### Given passage:
◇ ◇ ◇ ◇ ◇ ◇ ◇

I was thinking about the BAR at address 0, rather than the BAR in the
EfiMemoryMappedIO region.

dom0 OS would need to avoid moving it, but that would also apply when
running natively on the platform.  The behavior when running as a dom0
won't change vs the native behavior, which is what we should aim for.

> >>>>> Fixes: 75cc460a1b ('xen/pci: detect when BARs are not suitably 
> >>>>> positioned')
> >>>>> Signed-off-by: Roger Pau Monné <roger.pau@xxxxxxxxxx>
> >>>>> ---
> >>>>> AT Citrix we have a system with a device with the following BARs:
> >>>>>
> >>>>> BAR [0xfe010, 0xfe010] -> in a EfiMemoryMappedIO region
> >>>>> BAR [0, 0x1fff] -> not positioned, outside host bridge window
> >>>>>
> >>>>> And memory decoding enabled by the firmware.  With the current code
> >>>>> (or any of the previous fix proposals), Xen would still disable memory
> >>>>> decoding for the device, and the system will freeze when attempting to
> >>>>> set EFI vars.
> >>>>
> >>>> Isn't the latter (BAR at address 0) yet another problem?
> >>>
> >>> It's a BAR that hasn't been positioned by the firmware AFAICT.  Which
> >>> is a bug in the firmware but shouldn't prevent Xen from booting.
> >>>
> >>> In the above system address 0 is outside of the PCI host bridge
> >>> window, so even if we mapped the BAR and memory decoding for the
> >>> device was enabled accessing such BAR wouldn't work.
> >>
> >> It's mere luck I would say that in this case the BAR is outside the
> >> bridge's window. What if this was a device integrated in the root
> >> complex?
> > 
> > I would expect dom0 to reposition the BAR, but doesn't a root complex
> > also have a set of windows in decodes accesses from (as listed in ACPI
> > _CRS method for the device), and hence still need BARs to be
> > positioned at certain ranges in order to be accessible?
> 
> Possibly; I guess I haven't learned enough of how this works at the
> root complex. Yet still an unassigned BAR might end up overlapping a
> valid window.

Right, but if the BAR overlaps a valid window it could be seen as
correctly positioned, and in any case that would be for dom0 to deal
with.

What we care about is BARs no overlapping regions on the memory map,
so that we can setup a valid p2m for dom0.

◇ ◇ ◇ ◇ ◇ ◇ ◇

### Provided data:
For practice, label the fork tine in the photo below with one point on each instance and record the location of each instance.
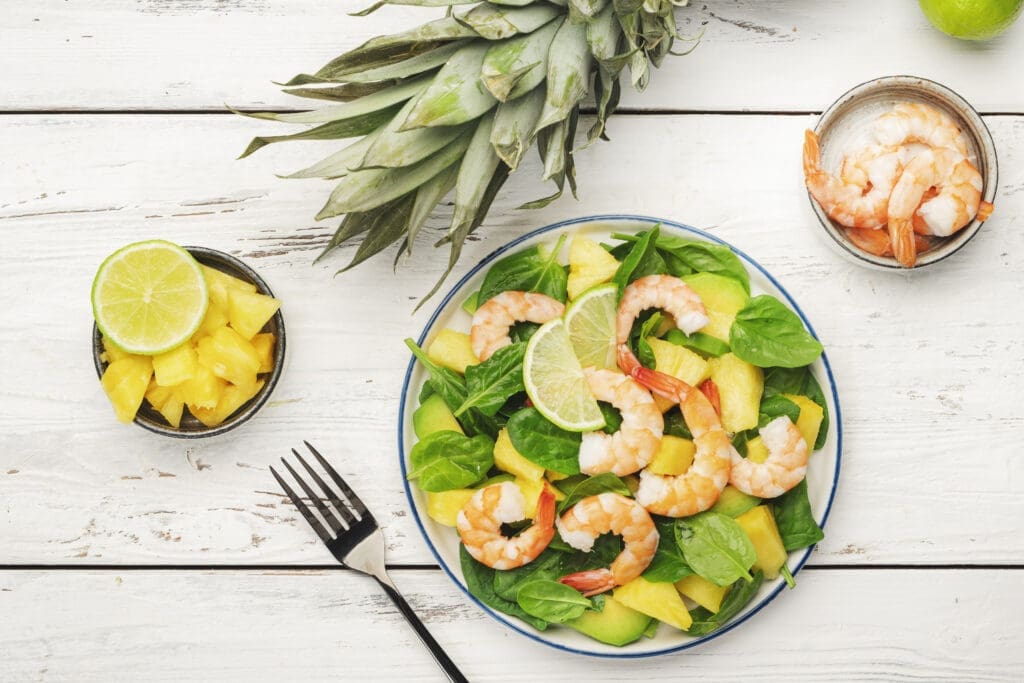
(324, 510)
(348, 516)
(346, 492)
(301, 507)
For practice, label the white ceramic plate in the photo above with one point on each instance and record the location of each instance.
(822, 472)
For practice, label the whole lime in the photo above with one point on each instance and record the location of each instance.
(972, 19)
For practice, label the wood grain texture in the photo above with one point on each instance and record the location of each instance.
(198, 54)
(253, 626)
(928, 364)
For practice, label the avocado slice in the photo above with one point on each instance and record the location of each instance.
(434, 416)
(615, 625)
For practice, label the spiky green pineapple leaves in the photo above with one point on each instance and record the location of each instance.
(455, 104)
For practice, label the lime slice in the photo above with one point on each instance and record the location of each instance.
(148, 297)
(555, 381)
(590, 322)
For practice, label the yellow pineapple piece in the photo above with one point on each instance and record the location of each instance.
(658, 600)
(174, 367)
(125, 382)
(589, 265)
(453, 350)
(675, 455)
(229, 356)
(249, 311)
(218, 284)
(263, 343)
(702, 592)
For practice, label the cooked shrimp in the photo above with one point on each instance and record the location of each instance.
(784, 468)
(666, 292)
(957, 197)
(634, 445)
(599, 514)
(914, 122)
(847, 203)
(698, 487)
(493, 319)
(479, 524)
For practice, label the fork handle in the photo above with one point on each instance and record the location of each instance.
(440, 656)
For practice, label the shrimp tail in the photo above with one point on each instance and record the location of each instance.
(591, 582)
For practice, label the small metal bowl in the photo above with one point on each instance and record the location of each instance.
(148, 418)
(846, 124)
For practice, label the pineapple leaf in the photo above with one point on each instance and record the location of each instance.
(353, 127)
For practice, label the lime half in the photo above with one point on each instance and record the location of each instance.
(148, 297)
(555, 382)
(590, 322)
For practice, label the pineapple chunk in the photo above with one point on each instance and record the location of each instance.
(658, 600)
(760, 526)
(248, 311)
(739, 388)
(508, 459)
(589, 265)
(263, 343)
(218, 284)
(443, 507)
(702, 592)
(453, 350)
(229, 356)
(675, 455)
(174, 367)
(125, 382)
(810, 418)
(679, 361)
(722, 297)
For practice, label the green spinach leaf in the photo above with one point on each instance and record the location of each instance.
(716, 547)
(480, 583)
(795, 518)
(542, 442)
(766, 333)
(799, 381)
(532, 269)
(738, 596)
(552, 601)
(448, 460)
(493, 382)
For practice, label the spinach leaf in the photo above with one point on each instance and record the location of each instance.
(448, 460)
(544, 443)
(480, 583)
(795, 518)
(530, 270)
(716, 547)
(599, 483)
(552, 601)
(701, 343)
(737, 598)
(491, 383)
(669, 564)
(452, 388)
(766, 333)
(799, 381)
(775, 407)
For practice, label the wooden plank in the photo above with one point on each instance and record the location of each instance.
(248, 626)
(928, 363)
(164, 54)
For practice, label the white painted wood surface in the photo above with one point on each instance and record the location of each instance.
(929, 364)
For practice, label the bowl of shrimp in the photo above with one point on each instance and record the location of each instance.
(901, 172)
(593, 543)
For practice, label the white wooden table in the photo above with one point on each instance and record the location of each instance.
(129, 556)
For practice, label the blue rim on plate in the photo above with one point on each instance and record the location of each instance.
(835, 419)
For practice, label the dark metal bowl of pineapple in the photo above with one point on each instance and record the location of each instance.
(189, 427)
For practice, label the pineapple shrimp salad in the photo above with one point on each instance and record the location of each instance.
(622, 444)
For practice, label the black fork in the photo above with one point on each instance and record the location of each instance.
(355, 540)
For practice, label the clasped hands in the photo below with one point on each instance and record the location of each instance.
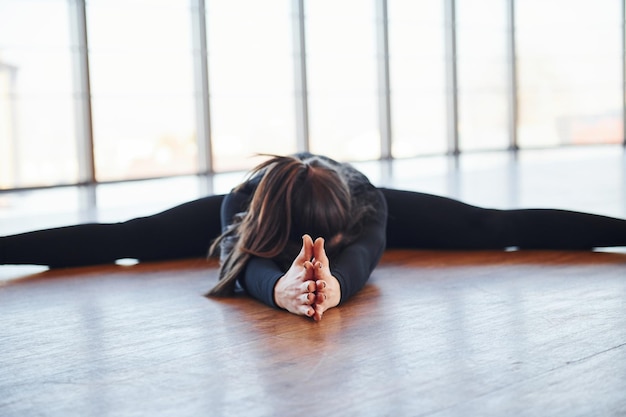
(308, 288)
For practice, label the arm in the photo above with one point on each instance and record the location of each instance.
(292, 290)
(353, 266)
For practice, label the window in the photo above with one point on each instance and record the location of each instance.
(417, 77)
(342, 79)
(251, 80)
(570, 72)
(38, 143)
(142, 88)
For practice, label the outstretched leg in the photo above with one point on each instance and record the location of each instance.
(418, 220)
(180, 232)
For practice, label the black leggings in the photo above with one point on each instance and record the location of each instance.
(415, 220)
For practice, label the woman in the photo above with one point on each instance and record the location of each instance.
(264, 230)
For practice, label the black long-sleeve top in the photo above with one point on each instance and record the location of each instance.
(352, 266)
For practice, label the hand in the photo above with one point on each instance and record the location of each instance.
(295, 291)
(327, 288)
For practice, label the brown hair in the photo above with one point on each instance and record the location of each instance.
(293, 197)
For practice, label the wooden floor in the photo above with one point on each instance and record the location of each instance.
(529, 333)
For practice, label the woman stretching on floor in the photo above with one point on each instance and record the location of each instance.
(264, 229)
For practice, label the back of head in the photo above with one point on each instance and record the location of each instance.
(295, 197)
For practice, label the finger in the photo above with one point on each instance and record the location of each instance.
(319, 252)
(320, 298)
(307, 244)
(306, 311)
(307, 287)
(304, 251)
(318, 312)
(310, 270)
(307, 298)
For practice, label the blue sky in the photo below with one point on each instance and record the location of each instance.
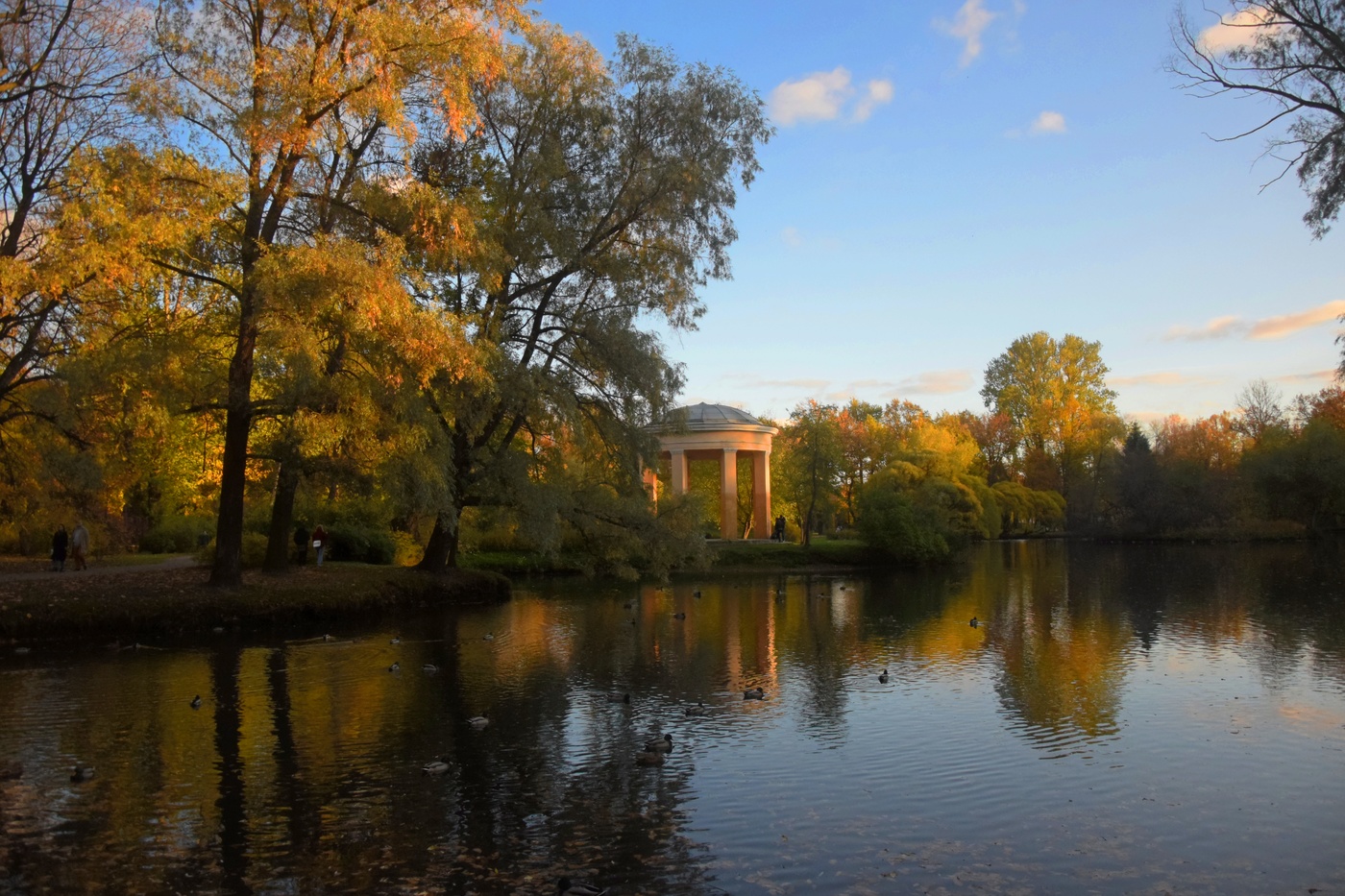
(950, 175)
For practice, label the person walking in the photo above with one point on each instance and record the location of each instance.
(60, 543)
(320, 543)
(300, 544)
(80, 546)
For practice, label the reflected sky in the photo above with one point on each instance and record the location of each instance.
(1125, 718)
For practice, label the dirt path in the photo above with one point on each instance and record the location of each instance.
(178, 561)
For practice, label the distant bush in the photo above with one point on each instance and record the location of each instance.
(360, 544)
(175, 536)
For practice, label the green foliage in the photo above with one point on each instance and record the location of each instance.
(1028, 512)
(353, 541)
(177, 534)
(1304, 479)
(898, 522)
(1063, 415)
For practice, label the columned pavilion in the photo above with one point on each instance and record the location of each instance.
(719, 432)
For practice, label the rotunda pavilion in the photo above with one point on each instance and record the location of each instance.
(719, 432)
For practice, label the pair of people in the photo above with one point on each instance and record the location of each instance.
(302, 536)
(74, 543)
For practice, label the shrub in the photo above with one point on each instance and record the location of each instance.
(893, 525)
(177, 536)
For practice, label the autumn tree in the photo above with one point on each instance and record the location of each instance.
(261, 87)
(1290, 53)
(809, 467)
(604, 205)
(66, 84)
(1058, 399)
(864, 448)
(1261, 413)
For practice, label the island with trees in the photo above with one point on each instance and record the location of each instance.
(403, 271)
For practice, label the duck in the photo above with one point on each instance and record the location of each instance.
(648, 758)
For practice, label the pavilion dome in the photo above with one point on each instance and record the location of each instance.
(712, 417)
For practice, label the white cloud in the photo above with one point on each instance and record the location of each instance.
(1239, 30)
(1161, 378)
(1048, 123)
(1275, 327)
(1314, 375)
(822, 96)
(935, 382)
(878, 91)
(968, 26)
(814, 98)
(1045, 123)
(1288, 325)
(1214, 328)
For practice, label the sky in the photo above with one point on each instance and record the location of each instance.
(948, 175)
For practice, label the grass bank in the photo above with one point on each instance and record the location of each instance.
(820, 553)
(134, 604)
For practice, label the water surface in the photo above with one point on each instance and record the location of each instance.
(1125, 720)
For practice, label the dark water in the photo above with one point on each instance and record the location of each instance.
(1130, 720)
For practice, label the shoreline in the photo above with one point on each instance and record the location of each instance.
(131, 604)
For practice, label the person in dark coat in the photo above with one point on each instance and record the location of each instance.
(300, 544)
(60, 543)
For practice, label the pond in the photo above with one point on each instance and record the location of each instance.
(1123, 718)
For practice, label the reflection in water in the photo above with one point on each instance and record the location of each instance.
(1103, 728)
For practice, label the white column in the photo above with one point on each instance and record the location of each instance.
(762, 494)
(679, 472)
(729, 494)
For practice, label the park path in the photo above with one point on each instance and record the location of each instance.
(178, 561)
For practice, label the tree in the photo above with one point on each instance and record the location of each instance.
(264, 87)
(863, 448)
(1055, 395)
(1261, 410)
(810, 466)
(602, 205)
(1293, 54)
(66, 84)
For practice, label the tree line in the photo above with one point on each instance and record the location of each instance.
(1051, 455)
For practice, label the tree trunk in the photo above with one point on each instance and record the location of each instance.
(228, 570)
(441, 549)
(281, 519)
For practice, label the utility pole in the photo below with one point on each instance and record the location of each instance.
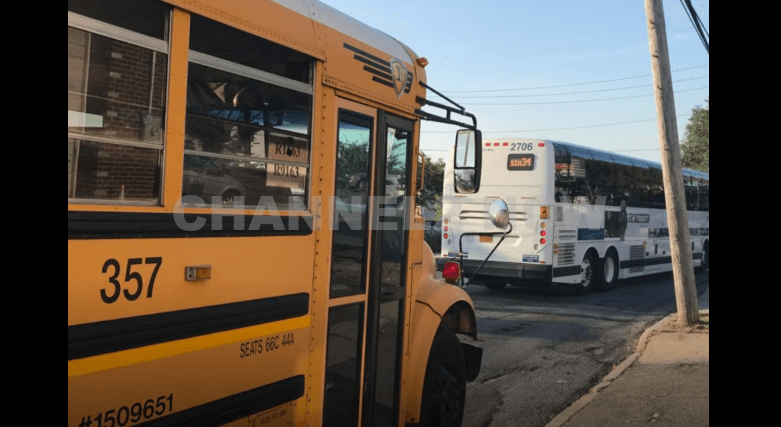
(675, 198)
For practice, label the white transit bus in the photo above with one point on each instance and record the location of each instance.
(580, 216)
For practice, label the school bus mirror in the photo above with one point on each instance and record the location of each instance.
(499, 214)
(451, 272)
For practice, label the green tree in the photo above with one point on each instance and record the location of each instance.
(695, 149)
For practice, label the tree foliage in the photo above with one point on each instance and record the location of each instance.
(695, 149)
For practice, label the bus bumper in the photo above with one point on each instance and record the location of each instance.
(510, 271)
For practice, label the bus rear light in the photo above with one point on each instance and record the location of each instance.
(451, 272)
(544, 212)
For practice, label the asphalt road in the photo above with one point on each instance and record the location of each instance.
(543, 349)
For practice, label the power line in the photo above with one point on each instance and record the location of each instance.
(696, 22)
(582, 100)
(570, 128)
(574, 93)
(569, 85)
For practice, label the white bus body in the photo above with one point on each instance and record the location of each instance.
(579, 216)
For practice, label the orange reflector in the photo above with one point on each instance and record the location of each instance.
(451, 271)
(201, 272)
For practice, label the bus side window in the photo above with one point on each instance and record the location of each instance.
(657, 189)
(253, 128)
(704, 195)
(562, 173)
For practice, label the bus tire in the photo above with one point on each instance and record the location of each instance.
(444, 387)
(607, 272)
(495, 285)
(588, 274)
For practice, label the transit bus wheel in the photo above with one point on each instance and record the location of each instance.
(444, 387)
(588, 274)
(607, 278)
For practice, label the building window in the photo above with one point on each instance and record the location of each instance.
(116, 108)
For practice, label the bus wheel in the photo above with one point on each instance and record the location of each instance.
(608, 272)
(588, 273)
(444, 387)
(495, 285)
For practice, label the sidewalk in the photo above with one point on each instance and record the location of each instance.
(666, 382)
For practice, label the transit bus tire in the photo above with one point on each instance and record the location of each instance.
(607, 273)
(588, 274)
(444, 387)
(495, 285)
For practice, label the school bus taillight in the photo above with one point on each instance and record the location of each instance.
(451, 272)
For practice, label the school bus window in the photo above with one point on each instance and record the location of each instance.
(254, 125)
(116, 106)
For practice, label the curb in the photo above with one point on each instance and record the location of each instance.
(642, 343)
(581, 403)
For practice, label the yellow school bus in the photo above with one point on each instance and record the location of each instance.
(243, 247)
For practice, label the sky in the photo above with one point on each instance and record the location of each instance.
(564, 70)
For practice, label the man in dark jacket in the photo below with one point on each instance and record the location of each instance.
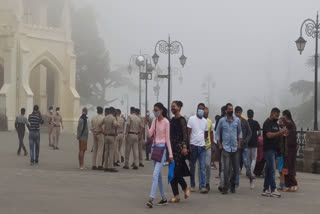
(243, 152)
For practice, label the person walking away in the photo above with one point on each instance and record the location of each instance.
(290, 158)
(58, 124)
(209, 143)
(197, 133)
(229, 135)
(50, 126)
(214, 147)
(253, 143)
(243, 152)
(160, 130)
(82, 136)
(221, 177)
(259, 169)
(118, 151)
(283, 150)
(133, 135)
(20, 125)
(110, 131)
(35, 120)
(271, 140)
(98, 139)
(179, 145)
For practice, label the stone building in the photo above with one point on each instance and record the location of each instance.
(37, 61)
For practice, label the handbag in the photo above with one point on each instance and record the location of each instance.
(157, 152)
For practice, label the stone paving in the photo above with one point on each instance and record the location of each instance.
(56, 185)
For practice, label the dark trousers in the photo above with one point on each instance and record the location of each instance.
(34, 143)
(230, 169)
(174, 185)
(270, 170)
(21, 132)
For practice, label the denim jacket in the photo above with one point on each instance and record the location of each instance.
(229, 132)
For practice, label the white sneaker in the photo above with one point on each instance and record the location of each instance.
(275, 194)
(266, 193)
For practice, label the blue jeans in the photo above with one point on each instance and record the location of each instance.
(244, 157)
(270, 170)
(198, 152)
(157, 178)
(34, 143)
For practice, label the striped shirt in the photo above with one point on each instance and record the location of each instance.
(35, 120)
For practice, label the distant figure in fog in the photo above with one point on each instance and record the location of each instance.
(35, 120)
(20, 125)
(82, 136)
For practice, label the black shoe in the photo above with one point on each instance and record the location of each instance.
(208, 187)
(149, 204)
(113, 170)
(162, 202)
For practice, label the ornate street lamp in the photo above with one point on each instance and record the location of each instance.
(312, 29)
(170, 48)
(142, 61)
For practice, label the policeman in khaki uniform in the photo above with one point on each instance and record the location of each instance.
(50, 126)
(141, 141)
(58, 124)
(98, 139)
(110, 130)
(118, 151)
(133, 136)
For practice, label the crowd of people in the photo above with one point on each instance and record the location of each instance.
(233, 139)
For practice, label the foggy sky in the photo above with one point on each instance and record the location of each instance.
(248, 45)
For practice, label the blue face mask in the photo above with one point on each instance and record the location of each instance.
(200, 112)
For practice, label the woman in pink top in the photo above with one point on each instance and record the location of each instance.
(160, 131)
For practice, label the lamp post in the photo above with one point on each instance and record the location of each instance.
(170, 48)
(142, 61)
(312, 29)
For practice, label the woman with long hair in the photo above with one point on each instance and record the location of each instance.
(290, 159)
(160, 131)
(179, 145)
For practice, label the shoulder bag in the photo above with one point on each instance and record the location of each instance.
(157, 152)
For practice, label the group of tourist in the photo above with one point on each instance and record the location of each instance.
(232, 136)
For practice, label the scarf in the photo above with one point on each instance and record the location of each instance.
(84, 118)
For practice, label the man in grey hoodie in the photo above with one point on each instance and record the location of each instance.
(243, 152)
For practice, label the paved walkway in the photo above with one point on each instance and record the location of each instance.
(57, 186)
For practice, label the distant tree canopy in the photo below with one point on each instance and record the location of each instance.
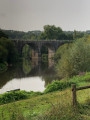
(74, 58)
(8, 52)
(51, 32)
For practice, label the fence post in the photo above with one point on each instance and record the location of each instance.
(74, 99)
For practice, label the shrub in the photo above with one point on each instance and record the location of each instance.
(16, 95)
(57, 85)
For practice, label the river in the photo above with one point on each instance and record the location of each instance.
(28, 75)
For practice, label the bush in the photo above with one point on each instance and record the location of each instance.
(16, 95)
(57, 85)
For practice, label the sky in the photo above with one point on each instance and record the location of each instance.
(28, 15)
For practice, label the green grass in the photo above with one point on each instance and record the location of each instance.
(55, 105)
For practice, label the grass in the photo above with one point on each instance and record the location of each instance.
(55, 105)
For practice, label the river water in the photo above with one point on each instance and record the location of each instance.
(28, 75)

◇ ◇ ◇ ◇ ◇ ◇ ◇

### Stated task A:
List every sentence in the Xen BAR thread that ends with a question mark.
### Stated task B:
Set down everything in the Xen BAR thread from "dom0 OS would" down to "should aim for.", copying the wording without change.
The lines that come after the thread are separate material and have no connection to it.

### Complete response A:
- Isn't the latter (BAR at address 0) yet another problem?
- What if this was a device integrated in the root complex?
- I would expect dom0 to reposition the BAR, but doesn't a root complex also have a set of windows in decodes accesses from (as listed in ACPI _CRS method for the device), and hence still need BARs to be positioned at certain ranges in order to be accessible?

### Complete response B:
dom0 OS would need to avoid moving it, but that would also apply when
running natively on the platform.  The behavior when running as a dom0
won't change vs the native behavior, which is what we should aim for.